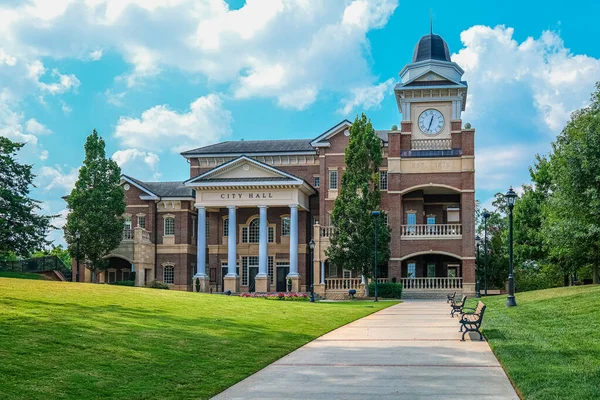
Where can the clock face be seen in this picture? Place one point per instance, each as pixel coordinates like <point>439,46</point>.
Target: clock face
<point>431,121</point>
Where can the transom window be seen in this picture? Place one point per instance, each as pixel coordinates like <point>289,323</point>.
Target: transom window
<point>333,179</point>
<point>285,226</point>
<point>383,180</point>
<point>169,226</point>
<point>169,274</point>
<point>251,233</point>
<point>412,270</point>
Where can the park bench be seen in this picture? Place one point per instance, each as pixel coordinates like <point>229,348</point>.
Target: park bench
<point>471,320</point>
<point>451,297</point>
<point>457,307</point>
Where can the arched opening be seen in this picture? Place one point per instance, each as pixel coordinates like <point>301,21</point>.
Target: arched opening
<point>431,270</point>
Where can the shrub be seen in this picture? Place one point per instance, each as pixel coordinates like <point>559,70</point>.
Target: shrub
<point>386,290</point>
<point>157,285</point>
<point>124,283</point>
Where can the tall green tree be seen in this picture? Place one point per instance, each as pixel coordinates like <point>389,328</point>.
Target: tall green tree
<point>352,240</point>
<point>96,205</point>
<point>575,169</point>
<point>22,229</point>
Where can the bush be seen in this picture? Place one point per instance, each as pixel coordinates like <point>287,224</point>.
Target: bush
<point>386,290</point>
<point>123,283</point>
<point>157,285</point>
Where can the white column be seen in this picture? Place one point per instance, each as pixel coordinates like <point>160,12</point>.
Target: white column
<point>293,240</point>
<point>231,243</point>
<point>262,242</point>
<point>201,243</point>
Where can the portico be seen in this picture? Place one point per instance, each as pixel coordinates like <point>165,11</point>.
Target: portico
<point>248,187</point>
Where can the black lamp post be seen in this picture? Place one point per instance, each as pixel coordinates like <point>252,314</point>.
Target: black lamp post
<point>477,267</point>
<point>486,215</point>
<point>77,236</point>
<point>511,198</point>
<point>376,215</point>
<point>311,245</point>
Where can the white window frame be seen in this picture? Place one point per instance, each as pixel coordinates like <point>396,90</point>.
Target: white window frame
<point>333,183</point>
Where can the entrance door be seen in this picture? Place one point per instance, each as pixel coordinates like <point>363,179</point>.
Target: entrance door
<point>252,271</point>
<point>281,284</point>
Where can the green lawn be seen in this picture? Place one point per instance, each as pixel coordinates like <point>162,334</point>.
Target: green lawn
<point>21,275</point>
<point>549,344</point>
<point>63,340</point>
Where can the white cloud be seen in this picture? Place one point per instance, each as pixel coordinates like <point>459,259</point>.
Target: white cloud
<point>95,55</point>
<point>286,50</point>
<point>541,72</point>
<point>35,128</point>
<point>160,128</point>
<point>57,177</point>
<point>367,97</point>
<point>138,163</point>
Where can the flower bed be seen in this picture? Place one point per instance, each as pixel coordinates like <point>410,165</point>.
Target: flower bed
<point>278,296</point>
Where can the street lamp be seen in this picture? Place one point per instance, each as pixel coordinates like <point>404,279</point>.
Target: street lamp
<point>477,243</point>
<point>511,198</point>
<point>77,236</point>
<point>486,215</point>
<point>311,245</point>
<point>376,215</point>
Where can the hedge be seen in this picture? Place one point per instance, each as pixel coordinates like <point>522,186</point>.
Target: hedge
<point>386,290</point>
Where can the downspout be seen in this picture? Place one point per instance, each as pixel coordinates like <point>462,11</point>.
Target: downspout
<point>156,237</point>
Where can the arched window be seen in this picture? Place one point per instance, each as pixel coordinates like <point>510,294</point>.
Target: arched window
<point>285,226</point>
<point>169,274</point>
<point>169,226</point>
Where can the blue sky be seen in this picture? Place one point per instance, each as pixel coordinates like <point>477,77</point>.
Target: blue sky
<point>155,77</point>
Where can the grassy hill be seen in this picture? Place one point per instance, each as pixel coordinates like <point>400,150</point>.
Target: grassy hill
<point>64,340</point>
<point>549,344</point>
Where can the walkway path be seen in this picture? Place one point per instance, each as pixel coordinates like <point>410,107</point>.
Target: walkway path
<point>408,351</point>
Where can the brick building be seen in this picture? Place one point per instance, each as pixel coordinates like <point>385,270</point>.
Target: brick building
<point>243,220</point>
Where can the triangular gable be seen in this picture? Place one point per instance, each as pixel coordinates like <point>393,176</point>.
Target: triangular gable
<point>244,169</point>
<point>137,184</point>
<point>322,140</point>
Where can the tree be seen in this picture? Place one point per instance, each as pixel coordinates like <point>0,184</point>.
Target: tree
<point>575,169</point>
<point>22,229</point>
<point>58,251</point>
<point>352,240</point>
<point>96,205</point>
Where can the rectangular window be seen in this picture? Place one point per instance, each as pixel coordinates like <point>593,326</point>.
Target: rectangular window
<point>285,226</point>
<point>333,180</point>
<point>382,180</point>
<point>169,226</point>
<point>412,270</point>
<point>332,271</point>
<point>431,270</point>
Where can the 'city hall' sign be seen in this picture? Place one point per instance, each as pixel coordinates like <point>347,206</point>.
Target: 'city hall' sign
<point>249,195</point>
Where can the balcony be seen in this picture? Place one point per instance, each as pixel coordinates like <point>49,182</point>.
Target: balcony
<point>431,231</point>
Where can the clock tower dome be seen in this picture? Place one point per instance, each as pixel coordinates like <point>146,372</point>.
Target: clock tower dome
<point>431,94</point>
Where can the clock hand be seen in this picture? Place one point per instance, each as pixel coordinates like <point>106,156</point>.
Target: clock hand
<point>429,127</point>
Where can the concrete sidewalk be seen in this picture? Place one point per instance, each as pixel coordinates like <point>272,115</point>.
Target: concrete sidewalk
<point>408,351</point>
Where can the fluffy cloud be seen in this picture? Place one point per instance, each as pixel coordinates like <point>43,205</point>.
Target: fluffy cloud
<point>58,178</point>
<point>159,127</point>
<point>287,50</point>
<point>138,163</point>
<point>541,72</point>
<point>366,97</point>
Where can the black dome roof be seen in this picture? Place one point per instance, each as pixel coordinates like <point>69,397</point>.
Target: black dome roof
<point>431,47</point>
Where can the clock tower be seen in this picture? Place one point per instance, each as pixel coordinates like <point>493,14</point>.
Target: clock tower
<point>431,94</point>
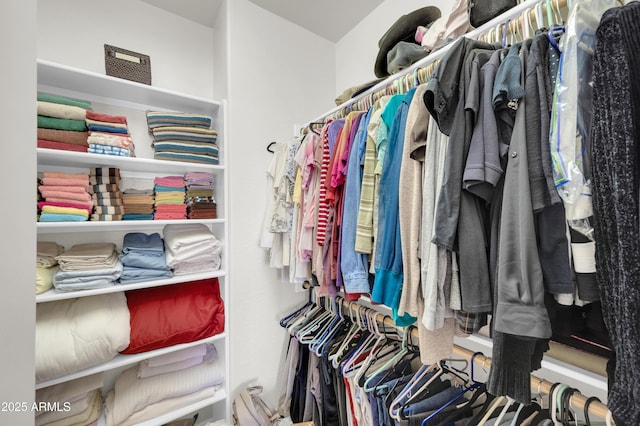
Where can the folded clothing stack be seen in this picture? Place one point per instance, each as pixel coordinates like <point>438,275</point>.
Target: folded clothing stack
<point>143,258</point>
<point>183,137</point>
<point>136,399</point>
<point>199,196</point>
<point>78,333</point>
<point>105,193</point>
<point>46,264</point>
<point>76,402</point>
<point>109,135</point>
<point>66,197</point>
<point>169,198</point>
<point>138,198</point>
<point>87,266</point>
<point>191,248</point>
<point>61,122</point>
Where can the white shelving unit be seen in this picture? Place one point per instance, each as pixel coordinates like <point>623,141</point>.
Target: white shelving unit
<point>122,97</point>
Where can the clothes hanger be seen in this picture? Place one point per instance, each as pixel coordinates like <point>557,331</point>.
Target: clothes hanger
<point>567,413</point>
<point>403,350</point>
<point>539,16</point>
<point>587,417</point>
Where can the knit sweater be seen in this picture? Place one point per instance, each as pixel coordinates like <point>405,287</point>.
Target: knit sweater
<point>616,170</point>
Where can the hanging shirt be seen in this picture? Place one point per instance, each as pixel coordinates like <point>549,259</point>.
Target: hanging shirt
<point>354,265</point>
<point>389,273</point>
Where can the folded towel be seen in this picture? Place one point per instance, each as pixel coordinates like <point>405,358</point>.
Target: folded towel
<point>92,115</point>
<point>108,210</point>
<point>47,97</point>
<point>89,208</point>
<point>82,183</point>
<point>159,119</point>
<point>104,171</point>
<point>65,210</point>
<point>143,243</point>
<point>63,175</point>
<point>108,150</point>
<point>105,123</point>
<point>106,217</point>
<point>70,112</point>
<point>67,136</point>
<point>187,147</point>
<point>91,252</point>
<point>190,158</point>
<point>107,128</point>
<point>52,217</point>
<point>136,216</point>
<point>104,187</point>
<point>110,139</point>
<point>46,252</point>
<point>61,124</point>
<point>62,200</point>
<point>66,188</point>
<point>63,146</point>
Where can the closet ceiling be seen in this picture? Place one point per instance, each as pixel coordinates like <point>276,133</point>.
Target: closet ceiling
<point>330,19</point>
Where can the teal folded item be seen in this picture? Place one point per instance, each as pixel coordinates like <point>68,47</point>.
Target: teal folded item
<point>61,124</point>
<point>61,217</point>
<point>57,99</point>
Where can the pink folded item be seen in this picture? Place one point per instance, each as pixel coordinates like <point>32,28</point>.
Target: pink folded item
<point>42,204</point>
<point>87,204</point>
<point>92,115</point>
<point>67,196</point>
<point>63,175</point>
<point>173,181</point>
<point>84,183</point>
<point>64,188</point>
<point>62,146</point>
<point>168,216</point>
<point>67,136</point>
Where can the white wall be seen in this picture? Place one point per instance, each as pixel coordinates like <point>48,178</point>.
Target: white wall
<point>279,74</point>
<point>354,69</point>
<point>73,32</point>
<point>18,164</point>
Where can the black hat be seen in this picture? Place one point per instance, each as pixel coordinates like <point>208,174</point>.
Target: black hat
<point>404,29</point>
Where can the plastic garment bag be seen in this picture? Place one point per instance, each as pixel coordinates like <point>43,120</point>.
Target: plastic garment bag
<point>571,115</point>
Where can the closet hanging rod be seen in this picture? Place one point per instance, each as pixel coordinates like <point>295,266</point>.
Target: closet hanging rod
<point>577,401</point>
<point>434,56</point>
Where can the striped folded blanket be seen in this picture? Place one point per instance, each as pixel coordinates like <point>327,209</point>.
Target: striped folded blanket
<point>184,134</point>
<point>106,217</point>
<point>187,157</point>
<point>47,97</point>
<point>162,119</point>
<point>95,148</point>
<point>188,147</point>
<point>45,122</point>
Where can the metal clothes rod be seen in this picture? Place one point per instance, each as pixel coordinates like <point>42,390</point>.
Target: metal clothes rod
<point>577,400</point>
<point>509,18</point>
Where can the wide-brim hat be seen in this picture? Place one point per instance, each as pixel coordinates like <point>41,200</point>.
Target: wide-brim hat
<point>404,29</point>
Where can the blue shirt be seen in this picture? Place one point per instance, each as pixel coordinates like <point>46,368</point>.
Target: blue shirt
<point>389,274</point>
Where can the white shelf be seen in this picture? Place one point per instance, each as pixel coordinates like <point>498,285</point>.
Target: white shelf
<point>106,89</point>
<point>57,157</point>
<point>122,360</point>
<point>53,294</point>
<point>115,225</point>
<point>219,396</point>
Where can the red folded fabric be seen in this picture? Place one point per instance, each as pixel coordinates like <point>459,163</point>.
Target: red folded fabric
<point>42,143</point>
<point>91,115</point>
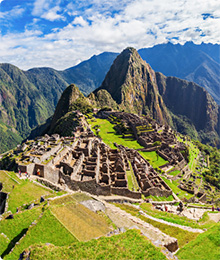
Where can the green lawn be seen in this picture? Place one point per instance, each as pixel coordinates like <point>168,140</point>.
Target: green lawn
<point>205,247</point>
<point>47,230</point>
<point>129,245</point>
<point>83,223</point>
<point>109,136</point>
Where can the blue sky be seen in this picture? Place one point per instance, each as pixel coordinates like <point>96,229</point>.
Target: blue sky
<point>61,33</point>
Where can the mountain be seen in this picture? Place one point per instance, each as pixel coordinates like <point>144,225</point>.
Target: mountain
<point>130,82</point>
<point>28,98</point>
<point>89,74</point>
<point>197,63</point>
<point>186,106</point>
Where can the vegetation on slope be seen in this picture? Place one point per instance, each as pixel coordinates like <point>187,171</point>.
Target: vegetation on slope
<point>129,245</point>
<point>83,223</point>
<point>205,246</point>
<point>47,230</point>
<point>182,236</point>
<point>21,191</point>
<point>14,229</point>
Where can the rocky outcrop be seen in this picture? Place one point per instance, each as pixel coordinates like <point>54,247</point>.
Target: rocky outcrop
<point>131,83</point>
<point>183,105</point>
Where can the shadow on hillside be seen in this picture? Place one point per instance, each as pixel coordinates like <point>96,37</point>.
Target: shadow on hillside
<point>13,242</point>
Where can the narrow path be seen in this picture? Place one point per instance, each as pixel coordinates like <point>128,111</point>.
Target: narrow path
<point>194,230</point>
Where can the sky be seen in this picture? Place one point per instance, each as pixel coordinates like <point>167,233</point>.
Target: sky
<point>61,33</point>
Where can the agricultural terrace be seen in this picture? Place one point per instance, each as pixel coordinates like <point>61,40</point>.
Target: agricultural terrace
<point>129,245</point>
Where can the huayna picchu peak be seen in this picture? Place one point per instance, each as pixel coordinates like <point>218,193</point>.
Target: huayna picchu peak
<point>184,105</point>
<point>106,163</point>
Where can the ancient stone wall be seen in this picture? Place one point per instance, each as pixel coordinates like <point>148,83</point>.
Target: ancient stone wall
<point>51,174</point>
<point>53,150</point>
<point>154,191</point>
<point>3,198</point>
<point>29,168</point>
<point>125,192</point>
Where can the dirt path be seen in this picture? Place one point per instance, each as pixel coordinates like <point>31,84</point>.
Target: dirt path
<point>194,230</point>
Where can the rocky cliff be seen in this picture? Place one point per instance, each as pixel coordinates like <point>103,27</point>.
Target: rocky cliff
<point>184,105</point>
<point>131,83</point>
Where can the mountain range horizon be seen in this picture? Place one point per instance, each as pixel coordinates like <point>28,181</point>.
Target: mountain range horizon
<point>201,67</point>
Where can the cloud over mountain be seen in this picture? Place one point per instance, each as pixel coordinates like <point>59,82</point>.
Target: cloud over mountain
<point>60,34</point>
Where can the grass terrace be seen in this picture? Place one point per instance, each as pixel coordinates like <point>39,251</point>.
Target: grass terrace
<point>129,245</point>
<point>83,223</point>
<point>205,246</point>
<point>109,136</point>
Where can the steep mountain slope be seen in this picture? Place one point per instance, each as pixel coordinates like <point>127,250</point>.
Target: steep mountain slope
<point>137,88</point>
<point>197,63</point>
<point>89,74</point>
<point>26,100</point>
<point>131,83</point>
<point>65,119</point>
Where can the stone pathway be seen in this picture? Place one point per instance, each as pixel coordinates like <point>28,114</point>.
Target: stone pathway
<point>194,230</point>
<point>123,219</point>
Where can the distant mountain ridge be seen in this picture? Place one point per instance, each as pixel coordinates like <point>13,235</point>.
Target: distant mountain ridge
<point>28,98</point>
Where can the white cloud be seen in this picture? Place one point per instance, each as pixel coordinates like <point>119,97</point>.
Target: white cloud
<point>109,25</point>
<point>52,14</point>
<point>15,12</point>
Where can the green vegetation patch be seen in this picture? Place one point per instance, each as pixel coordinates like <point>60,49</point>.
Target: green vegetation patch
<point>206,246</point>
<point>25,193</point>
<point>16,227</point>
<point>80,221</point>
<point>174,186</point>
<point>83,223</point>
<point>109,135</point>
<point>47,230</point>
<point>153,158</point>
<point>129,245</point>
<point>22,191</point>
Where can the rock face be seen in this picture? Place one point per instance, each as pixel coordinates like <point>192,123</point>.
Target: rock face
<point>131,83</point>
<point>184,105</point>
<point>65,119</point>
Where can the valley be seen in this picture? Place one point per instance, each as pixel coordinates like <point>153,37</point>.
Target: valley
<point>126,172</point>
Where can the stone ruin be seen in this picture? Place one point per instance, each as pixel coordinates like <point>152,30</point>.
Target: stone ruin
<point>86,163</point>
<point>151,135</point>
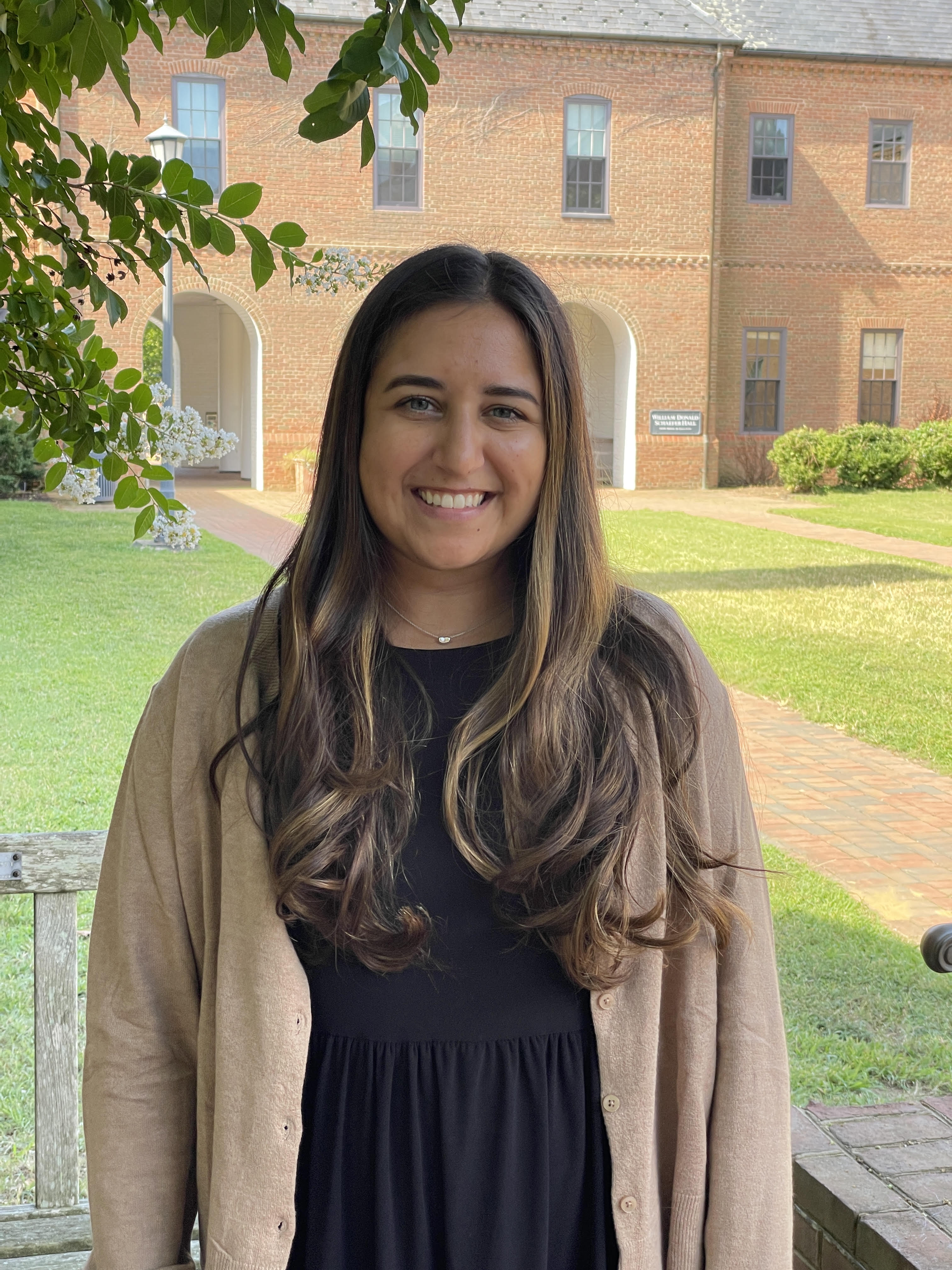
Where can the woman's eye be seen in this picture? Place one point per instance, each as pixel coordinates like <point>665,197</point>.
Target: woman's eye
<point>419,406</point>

◆ GOAL OF THE EXERCISE
In the entries above, please find the line with "Target: metal clothes rod" and the line with "Where can the red", then write out exactly those two lines and every line between them, and nothing more.

◆ TASK ANSWER
Target: metal clothes rod
<point>577,400</point>
<point>509,18</point>
Where can the wide-brim hat be seen in this picture? Place one point per instance, each as pixel coordinates like <point>41,200</point>.
Target: wide-brim hat
<point>404,29</point>
Where can the blue shirt be seen in this picture? Place one point per instance, each as pixel coordinates like <point>46,368</point>.
Target: blue shirt
<point>389,274</point>
Where can the white shelf be seen in this picture? Place one point per instance, each as pixel coordinates like <point>498,285</point>.
Target: white shelf
<point>106,89</point>
<point>57,157</point>
<point>122,360</point>
<point>53,294</point>
<point>115,225</point>
<point>219,396</point>
Where can the red folded fabric be seen in this picture? Place one point per instance, each as pixel coordinates like <point>459,163</point>.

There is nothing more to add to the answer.